# Your objective:
Pull every line of text from the listing below word for word, and leave the pictures out.

──────────────────────────────

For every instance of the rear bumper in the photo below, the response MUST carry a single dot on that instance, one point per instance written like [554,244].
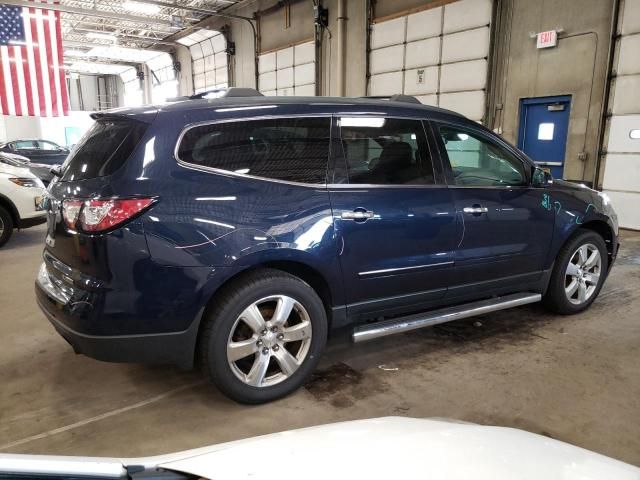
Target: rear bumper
[32,221]
[168,348]
[60,302]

──────────────────────────────

# Task answer:
For every instance of the rear bumper in the photo below, the response MUST carry a single dot on that instance, one point per instance written like [554,244].
Target: rear bumper
[32,221]
[168,348]
[60,302]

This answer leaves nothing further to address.